Text section:
════════

Examples of preferred gas evolving basic solids suitable for use in the pulverulent foaming cleansers of the present invention are generally compounds generating carbon dioxide upon reaction with acid including but not limited to, alkali metal salts such as potassium carbonate, sodium carbonate, sodium bicarbonate, and alkali earth salts such as calcium carbonate, magnesium carbonate and calcium bicarbonate, as well as other salts like ammonium carbonate. The most preferred gas evolving basic solid is sodium bicarbonate.

Surfactants suitable for use in the pulverulent foaming cleanser of the present invention include detersive surfactants selected from the group consisting of anionic, cationic, nonionic, zwitterionic, amphoteric surfactants and mixtures thereof, with nonionic surfactants being preferred due to their enhanced performance with hard water.

Anionic surfactants are also particularly useful, since such surfactants are capable of forming a thick foam or lather during liberation of carbon dioxide by the powdered foaming cleanser.

════════

Jobs:
a. Answer these questions from the foaming cleanser text, one line each:
(i) Which gas evolving basic solid is most preferred?
(ii) Which type of surfactant is preferred, and for what reason?
(iii) Why are anionic surfactants particularly useful?
b. Write out the passage of the foaming cleanser text between "Anionic surfactants are" and "powdered foaming cleanser.", inclusive, word for word.
c. Extend the foaming cleanser text, picking up right after its final sentence.

Dataset excerpts:

════════

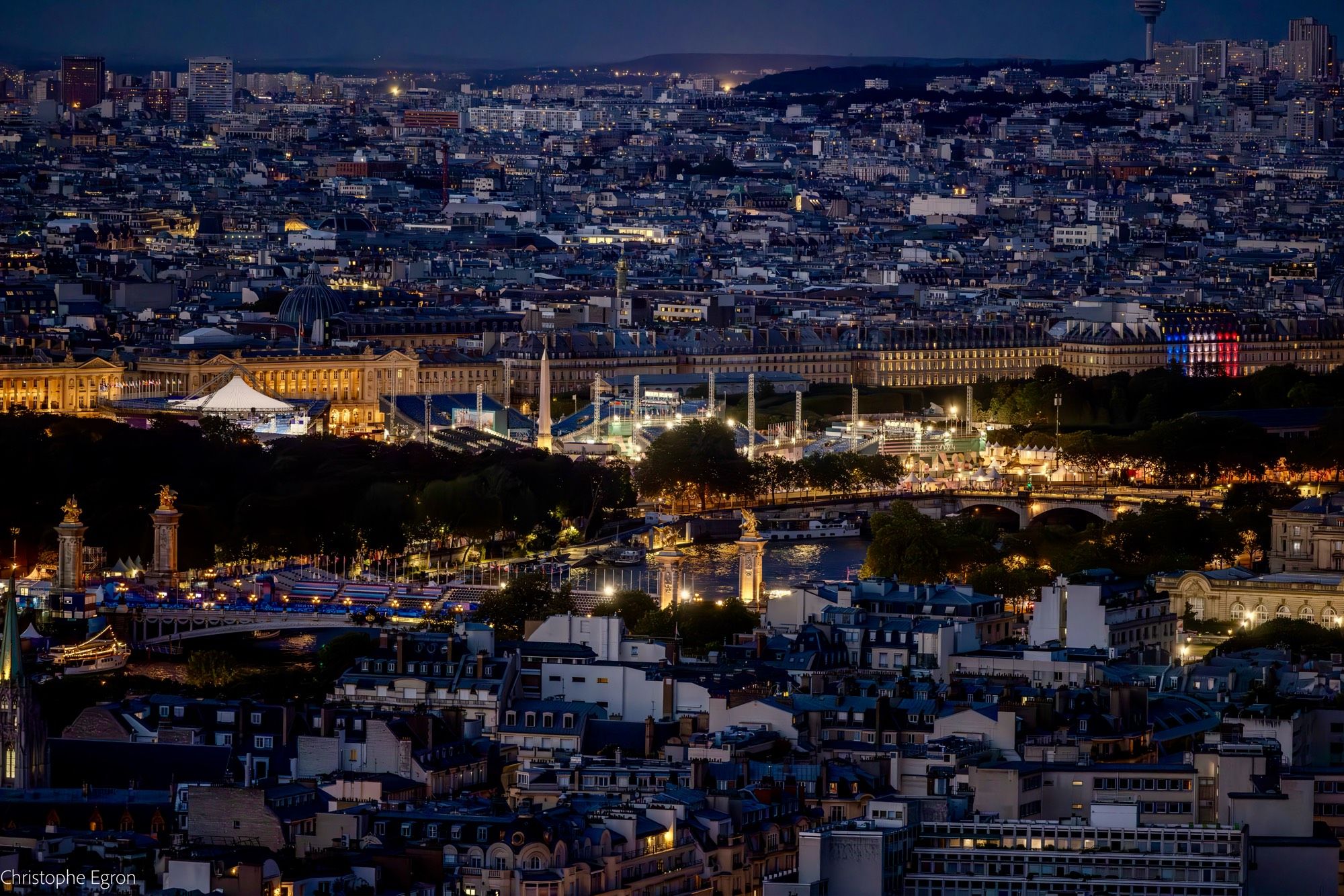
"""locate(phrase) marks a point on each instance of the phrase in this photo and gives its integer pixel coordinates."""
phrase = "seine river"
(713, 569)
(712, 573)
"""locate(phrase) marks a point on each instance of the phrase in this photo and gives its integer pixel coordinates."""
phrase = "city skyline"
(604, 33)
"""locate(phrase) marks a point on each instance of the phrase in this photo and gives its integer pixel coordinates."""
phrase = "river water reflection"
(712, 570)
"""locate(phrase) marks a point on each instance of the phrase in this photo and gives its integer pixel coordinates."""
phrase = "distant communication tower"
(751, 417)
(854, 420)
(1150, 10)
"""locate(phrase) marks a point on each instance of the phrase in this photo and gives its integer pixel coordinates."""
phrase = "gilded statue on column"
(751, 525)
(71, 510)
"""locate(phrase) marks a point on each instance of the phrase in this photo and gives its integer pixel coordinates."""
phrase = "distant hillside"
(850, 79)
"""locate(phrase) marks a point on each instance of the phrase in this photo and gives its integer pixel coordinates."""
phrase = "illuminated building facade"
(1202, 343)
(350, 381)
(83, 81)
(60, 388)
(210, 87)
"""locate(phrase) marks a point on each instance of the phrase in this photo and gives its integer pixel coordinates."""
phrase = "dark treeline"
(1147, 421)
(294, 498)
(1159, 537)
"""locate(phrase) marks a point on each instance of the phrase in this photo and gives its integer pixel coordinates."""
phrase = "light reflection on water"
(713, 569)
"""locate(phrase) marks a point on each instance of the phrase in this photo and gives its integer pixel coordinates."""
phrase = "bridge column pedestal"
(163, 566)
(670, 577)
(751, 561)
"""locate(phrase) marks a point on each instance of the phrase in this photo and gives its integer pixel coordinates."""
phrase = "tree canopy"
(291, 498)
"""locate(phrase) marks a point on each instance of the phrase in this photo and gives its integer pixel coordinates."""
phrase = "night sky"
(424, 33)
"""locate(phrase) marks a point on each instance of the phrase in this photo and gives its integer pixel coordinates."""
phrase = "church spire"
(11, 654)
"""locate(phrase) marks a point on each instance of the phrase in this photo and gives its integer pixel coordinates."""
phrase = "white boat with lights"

════════

Expected outputs:
a.
(i) Sodium bicarbonate.
(ii) Nonionic surfactants, because of their enhanced performance with hard water.
(iii) They can form a thick foam or lather while the powdered foaming cleanser liberates carbon dioxide.

b.
Anionic surfactants are also particularly useful, since such surfactants are capable of forming a thick foam or lather during liberation of carbon dioxide by the powdered foaming cleanser.

c.
Examples of suitable surfactants include, but are not limited to sodium lauryl sulfonate, sodium alpha olefin sulfonate, alkyl benzene sulfonate, sodium dodecyl benzene sulphonate as well as the sulfate analogs of all the foregoing and cocoyl glutamic acid. Other types of surfactants include alkyl benzene sulfonates and sulfates, alkyl ether sulfonates and sulfates, paraffin sulfonates and sulfates, olefin sulfonates and sulfates, amine oxides, alkyl betaines and the like, which are known in the art.

Nonlimiting examples of surfactants which can be delivered by the articles of manufacture of the present invention or which can be combined in the present invention include:

    • C11-C18 alkyl benzene sulfates (LAS);
    • C6-C18 mid-chain branched aryl sulfates (BLAS);
    • C10-C20 primary, α or ω-branched, and random alkyl sulfates (AS);
    • C14-C20 mid-chain branched alkyl sulfates (BAS);
    • C10-C18 secondary (2,3) alkyl sulfates;
    • C10-C18 alkyl alkoxy sulfates (AExS) wherein preferably x is from 1-7;
    • C14-C20 mid-chain branched alkyl alkoxy sulfates (BAExS);
    • C10-C18 alkyl alkoxy carboxylates preferably comprising 1-5 ethoxy units;
    • C12-C18 alkyl ethoxylates, C6-C12 alkyl phenol alkoxylates wherein the alkoxylate units are a mixture of ethylenoxy and propylenoxy units, C12-C18 alcohol and C6-C12 alkyl phenol condensates with ethylene oxide/propylene oxide block polymers;
    • C14-C22 mid-chain branched alkyl alkoxylates;
    • Alkylpolysaccharides; and
    • Polyhydroxy fatty acid amides.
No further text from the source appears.